LISTE DES TÂCHES:
1: D’après l’extrait sur l’aide active à mourir, les affirmations (a), (b) et (c) sont-elles exactes ? Répondez par oui ou par non et citez les mots décisifs de l’extrait. (a) Ce pays a introduit cette législation il y a dix ans. (b) L’aide active à mourir n’est accordée qu’aux patients atteints d’une maladie incurable. (c) Ce pays est le seul à entendre les malades en impasse thérapeutique.
2: Rédigez la suite de l’extrait sur l’aide active à mourir, en commençant après sa dernière phrase.

EXTRAIT RETENU:
%%

Ce pays a introduit dans sa législation, il y a vingt ans, l’objectif de développer les soins palliatifs et, simultanément, la possibilité pour les malades qui en font la demande itérative de bénéficier d’une aide active à mourir. Bien évidemment, celle-ci n’est accordée qu’aux patients avec maladie incurable, très évoluée et source de souffrances inapaisables.

Ainsi, dans ce pays comme dans un nombre croissant de pays européens, américains et d’Océanie, les malades en impasse thérapeutique sont entendus et, lorsque leur dossier est conforme au texte exigeant d’une loi de compassion, peuvent être aidés à mourir en évitant une agonie pénible, si tel est leur souhait.

%%

[Données de pointage ancrées dans l’image]
%%

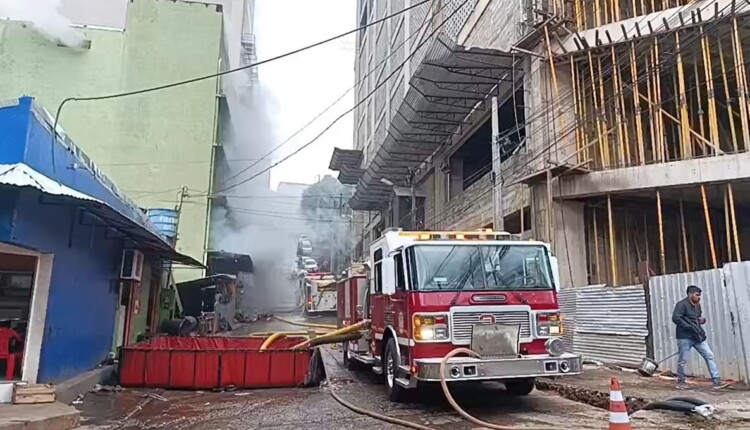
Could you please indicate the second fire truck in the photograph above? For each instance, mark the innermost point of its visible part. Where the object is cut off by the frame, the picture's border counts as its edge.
(432, 292)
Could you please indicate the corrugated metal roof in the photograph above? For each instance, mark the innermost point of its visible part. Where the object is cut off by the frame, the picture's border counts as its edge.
(21, 175)
(605, 323)
(447, 84)
(612, 310)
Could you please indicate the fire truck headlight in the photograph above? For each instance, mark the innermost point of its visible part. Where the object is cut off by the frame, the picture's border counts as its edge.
(426, 333)
(548, 324)
(430, 328)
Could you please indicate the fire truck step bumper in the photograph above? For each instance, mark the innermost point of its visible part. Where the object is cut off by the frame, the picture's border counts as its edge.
(472, 369)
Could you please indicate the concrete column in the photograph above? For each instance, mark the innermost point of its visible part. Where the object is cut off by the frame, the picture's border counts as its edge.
(566, 234)
(456, 178)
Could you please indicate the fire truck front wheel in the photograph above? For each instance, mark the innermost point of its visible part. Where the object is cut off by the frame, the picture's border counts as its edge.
(390, 370)
(519, 387)
(350, 363)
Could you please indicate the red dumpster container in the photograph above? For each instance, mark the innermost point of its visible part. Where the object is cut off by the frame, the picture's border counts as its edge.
(213, 362)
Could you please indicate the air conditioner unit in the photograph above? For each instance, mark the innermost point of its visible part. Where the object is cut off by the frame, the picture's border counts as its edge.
(132, 265)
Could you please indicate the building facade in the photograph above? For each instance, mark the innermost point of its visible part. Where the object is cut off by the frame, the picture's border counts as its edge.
(157, 146)
(613, 130)
(67, 287)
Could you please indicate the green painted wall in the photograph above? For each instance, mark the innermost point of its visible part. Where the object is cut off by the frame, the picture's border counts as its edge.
(153, 144)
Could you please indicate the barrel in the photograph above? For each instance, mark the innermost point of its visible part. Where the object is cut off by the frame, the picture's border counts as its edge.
(165, 221)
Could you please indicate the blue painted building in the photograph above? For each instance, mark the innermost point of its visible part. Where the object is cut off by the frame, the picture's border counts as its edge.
(59, 209)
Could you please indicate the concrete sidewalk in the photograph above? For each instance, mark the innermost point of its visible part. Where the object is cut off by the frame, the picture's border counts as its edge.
(49, 416)
(592, 387)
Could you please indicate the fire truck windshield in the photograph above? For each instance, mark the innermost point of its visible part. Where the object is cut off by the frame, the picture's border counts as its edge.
(482, 267)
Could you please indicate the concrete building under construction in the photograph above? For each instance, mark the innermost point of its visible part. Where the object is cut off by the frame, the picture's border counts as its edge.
(614, 129)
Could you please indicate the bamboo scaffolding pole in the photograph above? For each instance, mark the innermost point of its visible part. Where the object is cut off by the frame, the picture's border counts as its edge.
(651, 106)
(684, 238)
(597, 113)
(596, 247)
(713, 121)
(616, 10)
(597, 8)
(727, 95)
(709, 229)
(701, 122)
(627, 247)
(676, 130)
(727, 226)
(579, 12)
(576, 110)
(685, 152)
(645, 237)
(620, 142)
(657, 89)
(676, 120)
(603, 113)
(736, 236)
(739, 65)
(662, 255)
(612, 256)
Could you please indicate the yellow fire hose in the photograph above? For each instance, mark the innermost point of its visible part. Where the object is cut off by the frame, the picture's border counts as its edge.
(301, 324)
(345, 330)
(336, 334)
(287, 333)
(458, 409)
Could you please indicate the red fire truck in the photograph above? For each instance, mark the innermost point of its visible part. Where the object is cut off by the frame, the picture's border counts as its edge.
(432, 292)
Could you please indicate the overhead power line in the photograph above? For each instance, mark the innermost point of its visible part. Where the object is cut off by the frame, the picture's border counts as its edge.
(217, 74)
(362, 101)
(373, 69)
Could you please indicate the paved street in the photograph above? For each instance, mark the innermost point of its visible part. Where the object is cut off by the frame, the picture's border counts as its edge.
(315, 407)
(302, 408)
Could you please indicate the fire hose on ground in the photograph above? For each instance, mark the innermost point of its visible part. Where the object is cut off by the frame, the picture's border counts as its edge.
(352, 333)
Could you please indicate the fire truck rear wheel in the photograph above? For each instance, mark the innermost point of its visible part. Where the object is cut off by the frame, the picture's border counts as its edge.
(519, 387)
(390, 371)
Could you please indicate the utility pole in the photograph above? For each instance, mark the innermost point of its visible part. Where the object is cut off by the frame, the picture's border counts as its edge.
(498, 222)
(413, 200)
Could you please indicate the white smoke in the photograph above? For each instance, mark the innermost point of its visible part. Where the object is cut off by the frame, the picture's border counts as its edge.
(255, 220)
(45, 17)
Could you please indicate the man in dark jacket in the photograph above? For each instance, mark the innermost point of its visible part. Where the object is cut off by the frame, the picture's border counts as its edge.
(688, 320)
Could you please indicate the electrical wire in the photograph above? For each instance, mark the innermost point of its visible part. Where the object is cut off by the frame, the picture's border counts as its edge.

%%

CORRIGÉ DES EXERCICES:
1:
(a) Non : « il y a vingt ans ».
(b) Oui : « n’est accordée qu’aux patients avec maladie incurable ».
(c) Non : « dans ce pays comme dans un nombre croissant de pays européens, américains et d’Océanie ».

2:
Des propos mensongers fleurissent en France sur les pratiques belges. Non, l’accès à l’euthanasie n’y est pas accordé à toute personne qui la réclame par trois fois, même quand elle ne présente pas de maladie. Non, le nombre des aides actives à mourir n’augmente pas de façon exponentielle, sans contrôle ni évaluation. Non, madame la présidente de la Société française d’accompagnement et de soins palliatifs, cette «aide ultime» ne subit pas actuellement une croissance de 16 % par an mais elle reste au contraire stable, représentant chaque année entre 2,5 et 3 % de l’ensemble des décès. Non, les malades français ne sont pas rares en Belgique : en 2017, sur 464 demandes provenant de l’étranger, 354 (en non 20 ou 30) concernaient des patients français. Toutes ces sollicitations n’ont pas conduit dans chaque cas à une pratique euthanasique car certaines ont été jugées prématurées ou non conformes au cadre précis de la loi belge. Non, l’euthanasie n’est pas pratiquée pour une cécité. Non, aucune personne âgée n’est «exécutée» pour «soulager» la famille ou la société. Non, les enfants autistes ne sont pas assassinés (1).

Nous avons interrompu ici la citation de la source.